What is expected:
Pick out every line in the listing below that contains the word "canopy", and copy each one.

(Extracted records)
------------------------------------------------------------
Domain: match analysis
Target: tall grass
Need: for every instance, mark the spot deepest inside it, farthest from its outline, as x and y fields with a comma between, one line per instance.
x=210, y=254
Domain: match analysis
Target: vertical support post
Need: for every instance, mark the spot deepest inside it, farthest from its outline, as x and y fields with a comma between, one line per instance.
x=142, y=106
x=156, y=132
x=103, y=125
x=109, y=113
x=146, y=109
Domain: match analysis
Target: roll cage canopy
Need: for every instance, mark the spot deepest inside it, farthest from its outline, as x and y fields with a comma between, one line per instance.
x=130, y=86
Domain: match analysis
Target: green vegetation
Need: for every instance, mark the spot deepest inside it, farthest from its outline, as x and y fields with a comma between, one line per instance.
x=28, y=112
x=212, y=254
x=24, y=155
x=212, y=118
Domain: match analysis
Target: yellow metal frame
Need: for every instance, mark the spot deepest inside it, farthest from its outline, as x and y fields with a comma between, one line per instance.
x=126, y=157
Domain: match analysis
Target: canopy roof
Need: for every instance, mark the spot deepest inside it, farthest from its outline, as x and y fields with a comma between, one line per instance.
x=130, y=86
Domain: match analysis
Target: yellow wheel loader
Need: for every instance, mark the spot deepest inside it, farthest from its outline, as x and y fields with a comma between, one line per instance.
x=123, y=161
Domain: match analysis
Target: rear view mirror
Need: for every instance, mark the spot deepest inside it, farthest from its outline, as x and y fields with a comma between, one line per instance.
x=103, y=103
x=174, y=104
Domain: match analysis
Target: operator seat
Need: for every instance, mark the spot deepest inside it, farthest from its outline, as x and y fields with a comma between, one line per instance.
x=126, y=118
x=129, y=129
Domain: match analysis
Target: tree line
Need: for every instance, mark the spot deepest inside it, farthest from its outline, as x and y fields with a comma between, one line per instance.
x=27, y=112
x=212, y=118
------------------------------------------------------------
Solution to the exercise:
Target: roll cage canopy
Target: canopy roof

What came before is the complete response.